-- Source start --

This is actually the result we expected.  It corresponds with our 
belief that an intelligent investor in common stocks will do better 
in the secondary market than he will do buying new issues.

     The reason has to do with the way prices are set in each 
instance.  The secondary market, which is periodically ruled by 
mass folly, is constantly setting a "clearing" price.  No matter 
how foolish that price may be, it's what counts for the holder of a 
stock or bond who needs or wishes to sell, of whom there are always 
going to be a few at any moment.  In many instances, shares worth x
in business value have sold in the market for 1/2x or less.

     The new-issue market, on the other hand, is ruled by 
controlling stockholders and corporations, who can usually select 
the timing of offerings or, if the market looks unfavorable, can 
avoid an offering altogether.  Understandably, these sellers are 
not going to offer any bargains, either by way of a public offering 
or in a negotiated transaction:  It's rare you'll find x for
1/2x here.  Indeed, in the case of common-stock offerings, selling 
shareholders are often motivated to unload only when they feel the 
market is overpaying.  (These sellers, of course, would state that 
proposition somewhat differently, averring instead that they simply 
resist selling when the market is underpaying for their goods.)

     To date, our negotiated purchases, as a group, have fulfilled 
but not exceeded the expectation we set forth in our 1989 Annual 
Report:  "Our preferred stock investments should produce returns 
modestly above those achieved by most fixed-income portfolios."  In 
truth, we would have done better if we could have put the money 
that went into our negotiated transactions into open-market 
purchases of the type we like.  But both our size and the general 
strength of the markets made that difficult to do.

     There was one other memorable line in the 1989 Annual Report: 
"We have no ability to forecast the economics of the investment 
banking business, the airline industry, or the paper industry."  At 
the time some of you may have doubted this confession of ignorance. 
Now, however, even my mother acknowledges its truth.

     In the case of our commitment to USAir, industry economics had 
soured before the ink dried on our check.  As I've previously 
mentioned, it was I who happily jumped into the pool; no one pushed 
me.  Yes, I knew the industry would be ruggedly competitive, but I 
did not expect its leaders to engage in prolonged kamikaze 
behavior.  In the last two years, airline companies have acted as 
if they are members of a competitive tontine, which they wish to 
bring to its conclusion as rapidly as possible.

     Amidst this turmoil, Seth Schofield, CEO of USAir, has done a 
truly extraordinary job in repositioning the airline.  He was 
particularly courageous in accepting a strike last fall that, had 
it been lengthy,  might well have bankrupted the company.  
Capitulating to the striking union, however, would have been 
equally disastrous:  The company was burdened with wage costs and 
work rules that were considerably more onerous than those 
encumbering its major competitors, and it was clear that over time 
any high-cost producer faced extinction.  Happily for everyone, the 
strike was settled in a few days.

     A competitively-beset business such as USAir requires far more 
managerial skill than does a business with fine economics.  
Unfortunately, though, the near-term reward for skill in the 
airline business is simply survival, not prosperity.

-- Source end --

[Problem 1] Say whether each statement agrees with the passage on new issues and USAir, answering yes or no and quoting the passage's deciding words: (a) The strike at USAir lasted several months. (b) The 1989 Annual Report predicted that preferred stock investments would return modestly more than most fixed-income portfolios. (c) In the secondary market, shares worth x in business value have sometimes sold for 1/2x or less.
The records that follow are unrelated to the text.

-- Given data start --

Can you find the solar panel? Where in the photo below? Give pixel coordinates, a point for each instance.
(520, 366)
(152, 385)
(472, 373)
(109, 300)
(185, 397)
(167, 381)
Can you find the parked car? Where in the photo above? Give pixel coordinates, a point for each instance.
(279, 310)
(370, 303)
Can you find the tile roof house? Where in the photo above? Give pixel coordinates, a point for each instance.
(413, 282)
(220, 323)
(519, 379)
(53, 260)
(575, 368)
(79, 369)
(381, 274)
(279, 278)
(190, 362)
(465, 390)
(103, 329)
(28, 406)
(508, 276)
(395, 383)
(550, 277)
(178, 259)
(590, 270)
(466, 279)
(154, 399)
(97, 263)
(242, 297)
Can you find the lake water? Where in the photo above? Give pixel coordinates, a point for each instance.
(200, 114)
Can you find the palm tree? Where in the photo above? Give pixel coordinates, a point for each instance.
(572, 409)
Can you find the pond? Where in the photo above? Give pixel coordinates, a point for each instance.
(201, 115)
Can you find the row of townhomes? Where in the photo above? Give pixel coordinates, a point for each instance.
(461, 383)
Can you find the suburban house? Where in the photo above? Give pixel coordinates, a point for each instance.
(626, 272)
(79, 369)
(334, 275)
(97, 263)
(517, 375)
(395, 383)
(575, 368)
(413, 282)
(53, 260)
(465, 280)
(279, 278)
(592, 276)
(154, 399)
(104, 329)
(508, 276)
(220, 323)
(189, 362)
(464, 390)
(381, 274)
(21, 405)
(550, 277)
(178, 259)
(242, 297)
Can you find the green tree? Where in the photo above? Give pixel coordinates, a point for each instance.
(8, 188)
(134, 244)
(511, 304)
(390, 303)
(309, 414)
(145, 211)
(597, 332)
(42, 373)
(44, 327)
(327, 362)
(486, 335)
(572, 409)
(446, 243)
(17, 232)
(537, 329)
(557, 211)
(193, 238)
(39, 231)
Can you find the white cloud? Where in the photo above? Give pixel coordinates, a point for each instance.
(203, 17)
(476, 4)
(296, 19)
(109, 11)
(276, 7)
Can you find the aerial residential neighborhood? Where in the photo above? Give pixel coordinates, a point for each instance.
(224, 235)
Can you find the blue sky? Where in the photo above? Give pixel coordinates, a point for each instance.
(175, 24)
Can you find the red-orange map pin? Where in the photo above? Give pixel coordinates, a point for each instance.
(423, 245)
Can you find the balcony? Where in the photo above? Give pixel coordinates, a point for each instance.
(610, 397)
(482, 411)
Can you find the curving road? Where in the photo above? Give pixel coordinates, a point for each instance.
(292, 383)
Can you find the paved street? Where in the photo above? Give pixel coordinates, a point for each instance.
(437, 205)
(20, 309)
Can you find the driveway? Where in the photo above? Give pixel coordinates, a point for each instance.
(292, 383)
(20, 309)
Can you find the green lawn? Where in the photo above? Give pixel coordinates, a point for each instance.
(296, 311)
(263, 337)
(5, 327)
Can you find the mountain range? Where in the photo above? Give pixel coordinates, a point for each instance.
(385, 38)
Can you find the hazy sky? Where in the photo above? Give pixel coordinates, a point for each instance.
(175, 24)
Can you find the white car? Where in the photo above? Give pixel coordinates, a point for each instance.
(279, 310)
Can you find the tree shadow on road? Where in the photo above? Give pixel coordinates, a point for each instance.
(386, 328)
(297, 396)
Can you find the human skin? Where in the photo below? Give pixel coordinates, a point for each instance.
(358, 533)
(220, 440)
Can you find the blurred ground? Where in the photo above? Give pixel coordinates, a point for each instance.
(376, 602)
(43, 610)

-- Given data end --

[Problem 2] Rewrite the records from the line containing "Can you find the tree" down to the end of the records, replacing "photo" with "image" and keeping everything else the same.

[Reply 1]
(a) No: "the strike was settled in a few days."
(b) Yes: "Our preferred stock investments should produce returns modestly above those achieved by most fixed-income portfolios."
(c) Yes: "In many instances, shares worth x in business value have sold in the market for 1/2x or less."

[Reply 2]
Can you find the tree shadow on road? Where in the image above? Give pixel coordinates, a point for each instance.
(386, 328)
(297, 396)
Can you find the human skin? Where in the image below? Give pixel coordinates, a point for each instance.
(358, 533)
(220, 440)
Can you find the blurred ground? Where in the image above? Give pixel coordinates, a point for each instance.
(376, 602)
(43, 610)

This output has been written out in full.